▶ _Set task_:
Reproduce all the lines below exactly and omit the images.

▶ _Supplied data_:
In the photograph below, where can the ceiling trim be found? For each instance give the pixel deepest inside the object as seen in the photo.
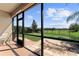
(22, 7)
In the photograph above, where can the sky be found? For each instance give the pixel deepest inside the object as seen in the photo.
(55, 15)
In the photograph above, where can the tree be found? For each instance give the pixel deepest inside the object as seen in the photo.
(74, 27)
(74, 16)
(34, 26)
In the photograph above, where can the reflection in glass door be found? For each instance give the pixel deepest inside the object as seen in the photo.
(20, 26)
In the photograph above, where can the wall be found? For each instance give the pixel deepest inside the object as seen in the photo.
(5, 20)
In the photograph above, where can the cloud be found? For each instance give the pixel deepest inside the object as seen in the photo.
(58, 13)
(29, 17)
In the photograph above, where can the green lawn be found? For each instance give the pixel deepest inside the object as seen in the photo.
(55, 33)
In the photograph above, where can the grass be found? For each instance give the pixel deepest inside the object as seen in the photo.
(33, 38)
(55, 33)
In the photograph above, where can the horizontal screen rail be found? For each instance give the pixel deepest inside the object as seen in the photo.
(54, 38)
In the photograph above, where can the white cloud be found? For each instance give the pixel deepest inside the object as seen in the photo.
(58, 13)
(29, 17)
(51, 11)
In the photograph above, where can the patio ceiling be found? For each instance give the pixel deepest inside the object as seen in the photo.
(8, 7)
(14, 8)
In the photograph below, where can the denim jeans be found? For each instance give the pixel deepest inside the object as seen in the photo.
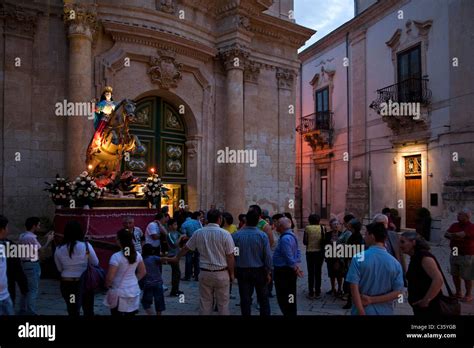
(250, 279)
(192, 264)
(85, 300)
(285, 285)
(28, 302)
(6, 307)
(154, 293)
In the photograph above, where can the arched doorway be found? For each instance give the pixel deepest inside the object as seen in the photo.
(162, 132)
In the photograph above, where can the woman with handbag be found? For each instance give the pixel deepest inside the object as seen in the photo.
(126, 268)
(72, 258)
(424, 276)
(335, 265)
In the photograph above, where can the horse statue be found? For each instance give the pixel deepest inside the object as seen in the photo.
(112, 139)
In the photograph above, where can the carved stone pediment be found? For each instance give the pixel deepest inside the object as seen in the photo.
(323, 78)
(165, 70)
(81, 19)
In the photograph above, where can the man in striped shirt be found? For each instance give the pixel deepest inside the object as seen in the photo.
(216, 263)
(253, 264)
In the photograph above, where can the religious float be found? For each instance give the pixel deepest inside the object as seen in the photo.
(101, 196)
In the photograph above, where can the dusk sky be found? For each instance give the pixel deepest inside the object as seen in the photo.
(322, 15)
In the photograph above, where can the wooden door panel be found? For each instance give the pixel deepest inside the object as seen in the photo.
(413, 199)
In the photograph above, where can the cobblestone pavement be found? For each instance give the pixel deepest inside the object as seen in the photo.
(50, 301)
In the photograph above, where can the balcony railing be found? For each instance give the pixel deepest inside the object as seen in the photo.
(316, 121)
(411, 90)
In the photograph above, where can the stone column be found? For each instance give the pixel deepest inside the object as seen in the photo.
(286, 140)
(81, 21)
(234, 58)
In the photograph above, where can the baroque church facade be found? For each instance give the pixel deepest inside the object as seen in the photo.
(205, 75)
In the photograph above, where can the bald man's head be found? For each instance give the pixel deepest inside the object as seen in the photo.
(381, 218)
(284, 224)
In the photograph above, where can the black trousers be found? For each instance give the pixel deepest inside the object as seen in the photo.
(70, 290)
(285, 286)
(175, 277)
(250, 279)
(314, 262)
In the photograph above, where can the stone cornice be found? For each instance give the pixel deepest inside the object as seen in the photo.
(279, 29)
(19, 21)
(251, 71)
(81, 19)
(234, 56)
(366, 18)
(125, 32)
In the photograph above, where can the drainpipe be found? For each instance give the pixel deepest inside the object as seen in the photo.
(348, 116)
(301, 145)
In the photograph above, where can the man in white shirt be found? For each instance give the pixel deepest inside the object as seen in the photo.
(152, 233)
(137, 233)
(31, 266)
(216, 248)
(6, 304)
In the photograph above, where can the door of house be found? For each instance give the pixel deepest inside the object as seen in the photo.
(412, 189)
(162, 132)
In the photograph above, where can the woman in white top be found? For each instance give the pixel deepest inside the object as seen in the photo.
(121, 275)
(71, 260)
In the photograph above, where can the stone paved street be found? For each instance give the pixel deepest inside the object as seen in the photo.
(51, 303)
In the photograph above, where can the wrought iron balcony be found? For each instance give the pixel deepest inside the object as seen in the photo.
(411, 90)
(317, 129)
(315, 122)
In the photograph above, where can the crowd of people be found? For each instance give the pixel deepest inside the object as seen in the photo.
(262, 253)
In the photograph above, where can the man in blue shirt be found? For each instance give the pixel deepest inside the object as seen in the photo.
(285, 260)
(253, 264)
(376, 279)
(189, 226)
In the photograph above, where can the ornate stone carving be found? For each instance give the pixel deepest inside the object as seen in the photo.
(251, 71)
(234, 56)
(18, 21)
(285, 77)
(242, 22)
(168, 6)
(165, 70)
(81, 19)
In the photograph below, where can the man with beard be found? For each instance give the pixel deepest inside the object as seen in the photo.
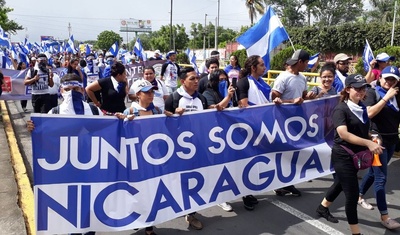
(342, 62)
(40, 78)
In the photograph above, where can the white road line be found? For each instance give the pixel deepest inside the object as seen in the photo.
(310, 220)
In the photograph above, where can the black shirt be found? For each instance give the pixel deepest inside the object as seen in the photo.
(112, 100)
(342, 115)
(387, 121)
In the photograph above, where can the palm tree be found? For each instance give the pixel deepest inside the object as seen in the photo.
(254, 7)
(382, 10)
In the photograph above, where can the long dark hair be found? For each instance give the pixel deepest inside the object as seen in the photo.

▶ _Response_:
In the photograph below, where can the ceiling trim be found? For each instance give the pixel deepest inside the object as seen in the photo.
(22, 7)
In the photograph above, where can the sky be found? For each instance give the pixel deepest inside the object as seen in the photo.
(55, 15)
In the photograph above, where can the tree be found? For each instance give the pixel deepest inside the object as seen in the photo.
(74, 27)
(74, 16)
(34, 26)
In the photograph above, where can the reflection in glass door be found? For each instance give the pixel deepest inside the object as seen in the photo.
(20, 26)
In the photograph above, where can the wall be found? For each instance give the pixel deepest inside the object as seen in the photo.
(5, 20)
In the photograph above, where can the cloud be found? For each instance give the pixel deepest inside the object as seen in the photo.
(58, 13)
(29, 17)
In the photograph above, where can the green lawn be found? For each instance give the pixel deepest inside the object as seen in the photo.
(55, 33)
In the photograph above, where can the grass be found? For each instance give the pixel deepest inside the object as seen in the photo.
(33, 38)
(55, 33)
In the photograph above, where can the horizontal screen rail be found? For each instance give the pixel deepest inside the object as seen in the photo.
(54, 38)
In the photograph above, where can the white cloud be found? For each instance give the pixel deepest inside the object as seen in the photo.
(58, 13)
(29, 17)
(51, 11)
In the photograph above, where can the patio ceiling be found? For each instance give the pixel deepest inside the object as seen in the photo.
(8, 7)
(14, 8)
In the photograph below, where can the denim jeans be found? For each instance give the pixel deepest inside the object as seen in the photo.
(250, 279)
(192, 264)
(85, 300)
(285, 285)
(28, 302)
(6, 307)
(154, 293)
In the photograph above, where can the arched doorway be found? For each instance give the pixel deepest inside the object as seen in the photo.
(162, 132)
In the photograph above, where can the woman with handbag be found? For each instance give the pixel deepest inside the object as seen in the photo.
(126, 268)
(72, 258)
(424, 276)
(335, 265)
In the photograph above, where can the horse statue be found? For each instance give the pixel deepest inside the object as seen in the photo.
(112, 139)
In the photograph above, where can the carved stone pediment be found? For each instance give the pixel deepest inside the object as seen in the photo.
(323, 78)
(165, 70)
(81, 19)
In the photograph above, where can the man in striped shirt be found? For each instance give the pixel deepest inside the object as seen in the photo.
(216, 263)
(253, 264)
In the photograph above, where can the religious float be found? For each instance give the pixel deepest inside the object as seen in the photo.
(101, 196)
In the photograph above, where can the dusk sky be found? For each instance give the pixel deepest inside the object as seen in the photo.
(322, 15)
In the photograph above, where can the wooden door panel be found? For each instance give the pixel deepest inside the object as seen in the photo.
(413, 199)
In the photograph above, where can the cobblestone pavement be found? For each instance give the pixel deepest inside the object as seen in the photo.
(50, 301)
In the photograph above, where can the balcony railing be found? For each instance give the pixel deepest inside the object as seen in the photo.
(316, 121)
(411, 90)
In the photograph above, where can the stone column be found? For each instance give the pixel deepest inside the object as seen in the photo.
(286, 140)
(81, 21)
(234, 58)
In the photograph above, where can the baroque church facade be found? For each instance give the pixel deepest inside the object as seen in the photo.
(205, 75)
In the photograph above, where can the bald man's head be found? For each instance give the pixel deepest inside the object as seen in the photo.
(381, 218)
(284, 224)
In the photograph above, where can the black trousers be found? For each instance give the pixel deepest inside the object as seen in the photo.
(70, 290)
(285, 286)
(175, 277)
(250, 279)
(314, 262)
In the photograph above, where can the stone cornice be found? For each instance give the pixel deepest inside the object as seen in the photo.
(279, 29)
(19, 21)
(251, 71)
(81, 19)
(234, 56)
(366, 18)
(125, 32)
In the photograph above, where can the drainpipe be found? For each instance give the pixel deepest inside the object as seen in the photo.
(348, 116)
(301, 145)
In the photograph above, where can the man in white shirt be found? For each instance give the pixel deepest inside the object as seen in the photo.
(152, 233)
(137, 233)
(31, 266)
(216, 248)
(6, 304)
In the photograph above, where can the door of house be found? For each instance give the pixel deepest inside the object as seen in the photo.
(412, 189)
(162, 132)
In the photograph above, where can the woman in white top be found? For each instance give the pixel deepest inside the object as seen in the photo.
(121, 275)
(71, 260)
In the photograph above, where can the stone paved street be found? For each instance give the pixel deepest inside the object as seen in the photo.
(51, 303)
In the photograph above, where can the wrought iron balcony be found? For each instance give the pixel deepest inside the object as seen in the photo.
(411, 90)
(317, 129)
(315, 122)
In the photograph above, where can the crowd of people be found? For each instance give the pixel deepest inside the object as seen in the photo.
(262, 253)
In the photograph above, where can the man in blue shirt be found? For each instance give the pixel deepest inside the object as seen in the photo.
(285, 260)
(253, 264)
(376, 279)
(189, 226)
In the photograph above, where can the ornate stone carving be found? For each instance give the pixel deepest inside the object as seen in the photo.
(251, 71)
(234, 56)
(18, 21)
(285, 77)
(242, 22)
(168, 6)
(165, 70)
(81, 19)
In the photograph below, where can the man with beard be found? For each instance give the pixel deepest inside the object as seen in the photo.
(342, 62)
(40, 78)
In the photograph above, where can the white road line be found? For each instance give the pixel deepest inside the object as seen in the photo.
(310, 220)
In the photograph above, where can the black shirt be found? For each instance give the pixel deepest inside the object as seen in the photo.
(112, 100)
(342, 115)
(387, 121)
In the photograph above, where can the palm tree be found? For each instance give the pixel deepest inside the object as seen in the photo.
(254, 7)
(382, 10)
In the photograph above, where can the long dark hair be found? For each instance give the pixel deepest inside the object as seen in the photo.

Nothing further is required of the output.